▶ [FRAGMENTO DEL TEXTO]:
++++++++

Muchos consideraron el asunto una cuestión de moda; sin mayor estudio etiquetaban todo lo que producían con la palabra posmoderno. Aún resuena en mis adentros un congreso llamado "Cuidados posmodernos al paciente en enfermería", todavía me pregunto de qué trataría el mismo.
Eran tiempos en que Deleuze y Guattari se pusieron de moda entre algunos intelectuales para justificar el "pensamiento rizomático", en el malentendido de que el pensamiento en clave posmoderna era "superficial", "sin raíces", sin "fundamentos". Era el fin de la historia, ese que celebraron los neoliberales pero que a su vez produjo resurgencia de los fundamentalismos.
Esa pretendida desfundamentación mal comprendida llevó a que se desdeñara la teoría, la reflexión y el estudio. Cualquier mirada sin base ni profundización era tomada como válida para el análisis, interpretación y comprensión de lo social. Así las cosas, hubo gente que produjo tesis y otra que se quedó en el camino.

++++++++

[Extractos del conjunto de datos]

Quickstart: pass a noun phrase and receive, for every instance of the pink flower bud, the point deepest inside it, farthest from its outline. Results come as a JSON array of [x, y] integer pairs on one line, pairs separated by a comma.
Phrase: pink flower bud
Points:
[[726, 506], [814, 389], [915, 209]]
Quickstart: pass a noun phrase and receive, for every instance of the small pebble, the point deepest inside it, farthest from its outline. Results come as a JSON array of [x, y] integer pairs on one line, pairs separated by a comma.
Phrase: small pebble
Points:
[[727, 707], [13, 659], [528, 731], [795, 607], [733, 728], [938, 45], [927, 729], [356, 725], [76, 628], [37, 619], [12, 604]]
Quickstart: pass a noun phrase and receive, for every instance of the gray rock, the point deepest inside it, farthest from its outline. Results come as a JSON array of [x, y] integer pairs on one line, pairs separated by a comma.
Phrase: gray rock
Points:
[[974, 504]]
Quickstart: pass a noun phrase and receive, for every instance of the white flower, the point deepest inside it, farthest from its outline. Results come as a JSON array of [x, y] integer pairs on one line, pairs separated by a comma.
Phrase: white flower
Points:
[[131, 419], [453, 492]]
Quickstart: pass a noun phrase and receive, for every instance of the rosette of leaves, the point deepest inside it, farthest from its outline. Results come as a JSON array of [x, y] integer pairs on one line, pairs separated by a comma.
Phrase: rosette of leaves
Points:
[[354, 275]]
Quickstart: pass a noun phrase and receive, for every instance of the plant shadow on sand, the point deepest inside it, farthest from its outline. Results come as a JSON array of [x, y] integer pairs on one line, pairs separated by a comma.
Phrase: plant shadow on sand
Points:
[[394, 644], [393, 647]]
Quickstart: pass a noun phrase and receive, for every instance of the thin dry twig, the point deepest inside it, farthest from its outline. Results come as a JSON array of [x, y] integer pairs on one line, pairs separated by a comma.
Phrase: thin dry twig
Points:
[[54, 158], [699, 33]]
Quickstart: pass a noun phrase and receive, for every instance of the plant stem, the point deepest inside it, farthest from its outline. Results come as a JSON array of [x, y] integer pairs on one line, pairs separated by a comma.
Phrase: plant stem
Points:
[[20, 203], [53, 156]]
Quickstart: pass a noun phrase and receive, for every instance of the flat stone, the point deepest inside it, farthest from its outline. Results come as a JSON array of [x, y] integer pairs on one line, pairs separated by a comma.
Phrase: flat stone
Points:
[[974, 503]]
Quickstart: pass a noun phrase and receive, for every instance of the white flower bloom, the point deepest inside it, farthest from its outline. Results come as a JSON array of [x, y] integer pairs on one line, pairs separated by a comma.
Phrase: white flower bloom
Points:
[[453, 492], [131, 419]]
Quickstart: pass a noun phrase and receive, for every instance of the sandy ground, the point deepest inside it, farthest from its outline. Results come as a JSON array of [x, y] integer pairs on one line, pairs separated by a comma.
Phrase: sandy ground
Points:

++++++++

▶ [CONSIGNA A]:
Cambia "neoliberales" por "liberales" y vuelve a escribir todo lo que va desde "Eran tiempos en" hasta "de los fundamentalismos." en el texto sobre el posmodernismo.
▶ [CONSIGNA B]:
Explica qué llevó, según el texto sobre el posmodernismo, a que se desdeñaran la teoría, la reflexión y el estudio.

▶ [RESPUESTA ESCRITA A]:
Eran tiempos en que Deleuze y Guattari se pusieron de moda entre algunos intelectuales para justificar el "pensamiento rizomático", en el malentendido de que el pensamiento en clave posmoderna era "superficial", "sin raíces", sin "fundamentos". Era el fin de la historia, ese que celebraron los liberales pero que a su vez produjo resurgencia de los fundamentalismos.

▶ [RESPUESTA ESCRITA B]:
Lo causó una pretendida desfundamentación mal comprendida. Esta nacía del malentendido de que el pensamiento en clave posmoderna era "superficial", "sin raíces" y sin "fundamentos".